Alıntılanan metin:
····················

Bu satırlar kaleme alındığı sırada İsrail’in Gazze kara operasyonun başlamak üzere olduğu konuşuluyordu. Yom Kippur Savaşı’nın ellinci yıl dönümünde (7 Ekim 1973) uğradığı baskın ve binden fazla zayiatın ardından İsrail’in Gazze’ye yönelik kara harekâtı ihtimallerden birisi olmaktan çıkmış ve ne zaman yapılacağı tartışılır hale gelmişti. Ayrıca Hamas baskınının ilk saatlerinden itibaren başta Amerika ve Batı dünyasının tam kadro ve kayıtsız-şartsız bir şekilde İsrail’in yanında olduğunu açıklaması Tel Aviv’i kara harekâtı konusunda iyice cesaretlendirmiş görünüyor. Bundan sonra kara operasyonunu ancak bir mucize durdurabilir.

····················

Alıştırma görevi 1:
Aşağıdaki satırlardan "below" dizesini içerenlerin tamamını değiştirmeden topla. Büyük ve küçük harf farkı dikkate alınmalıdır.

····················

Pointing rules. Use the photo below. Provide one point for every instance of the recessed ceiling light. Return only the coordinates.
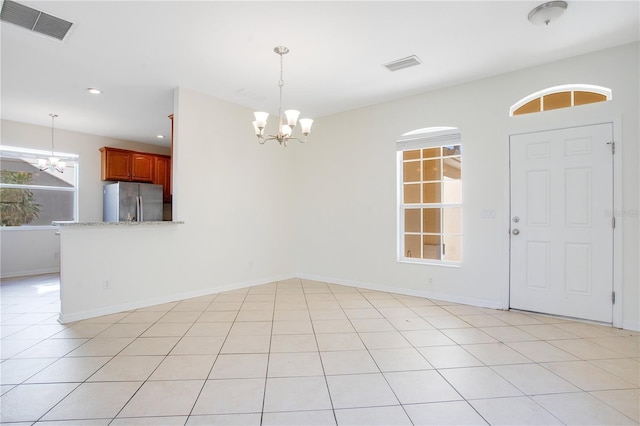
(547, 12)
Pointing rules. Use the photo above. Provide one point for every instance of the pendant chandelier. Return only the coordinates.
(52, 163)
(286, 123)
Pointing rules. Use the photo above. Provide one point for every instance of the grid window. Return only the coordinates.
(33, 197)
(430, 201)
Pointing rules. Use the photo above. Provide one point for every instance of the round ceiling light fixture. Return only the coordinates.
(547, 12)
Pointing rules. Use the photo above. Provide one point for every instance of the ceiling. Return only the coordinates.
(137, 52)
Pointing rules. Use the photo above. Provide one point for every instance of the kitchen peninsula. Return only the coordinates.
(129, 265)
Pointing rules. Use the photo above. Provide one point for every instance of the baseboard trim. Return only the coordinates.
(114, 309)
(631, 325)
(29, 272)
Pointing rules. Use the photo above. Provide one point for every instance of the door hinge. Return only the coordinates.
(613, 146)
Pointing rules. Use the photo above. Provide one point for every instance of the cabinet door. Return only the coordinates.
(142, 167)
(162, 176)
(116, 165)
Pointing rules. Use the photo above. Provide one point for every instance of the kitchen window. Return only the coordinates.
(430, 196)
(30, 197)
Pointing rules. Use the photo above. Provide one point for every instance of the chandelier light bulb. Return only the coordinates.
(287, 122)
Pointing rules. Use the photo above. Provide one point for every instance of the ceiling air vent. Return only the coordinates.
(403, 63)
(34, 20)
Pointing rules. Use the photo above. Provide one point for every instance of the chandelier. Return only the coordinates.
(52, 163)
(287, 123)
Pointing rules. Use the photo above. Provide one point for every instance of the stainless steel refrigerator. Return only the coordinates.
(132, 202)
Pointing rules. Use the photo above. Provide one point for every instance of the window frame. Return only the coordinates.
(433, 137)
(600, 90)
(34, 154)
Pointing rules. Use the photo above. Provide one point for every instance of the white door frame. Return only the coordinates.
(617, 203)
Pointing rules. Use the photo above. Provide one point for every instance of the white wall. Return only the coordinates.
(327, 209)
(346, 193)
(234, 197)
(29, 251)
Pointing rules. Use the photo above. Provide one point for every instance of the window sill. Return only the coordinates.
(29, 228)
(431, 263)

····················

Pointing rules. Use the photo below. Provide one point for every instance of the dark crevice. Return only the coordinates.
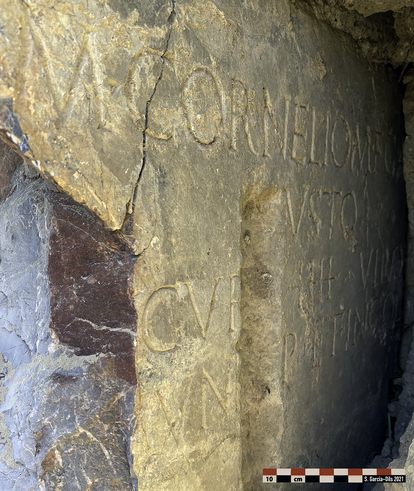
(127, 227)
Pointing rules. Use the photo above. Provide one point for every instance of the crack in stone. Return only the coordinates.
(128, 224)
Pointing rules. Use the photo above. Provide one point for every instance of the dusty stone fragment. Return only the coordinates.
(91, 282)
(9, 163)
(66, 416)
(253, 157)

····················

Alıştırma görevi 2:
Alıntılanan metne göre aşağıdaki soruları yanıtla.
(a) İsrail'in uğradığı baskın hangi savaşın ellinci yıl dönümünde gerçekleşmiştir?
(b) Hamas baskınının ilk saatlerinden itibaren İsrail'in yanında olduğunu açıklayanlar kimlerdir?
(c) Metne göre bundan sonra kara operasyonunu ancak ne durdurabilir?

Doğru çıktı 1:
Pointing rules. Use the photo below. Provide one point for every instance of the recessed ceiling light. Return only the coordinates.
Pointing rules. Use the photo below. Provide one point for every instance of the dark crevice. Return only the coordinates.

Doğru çıktı 2:
(a) Baskın, Yom Kippur Savaşı'nın ellinci yıl dönümünde gerçekleşmiştir.
(b) Başta Amerika olmak üzere Batı dünyası, İsrail'in yanında olduğunu açıklamıştır.
(c) Kara operasyonunu ancak bir mucize durdurabilir.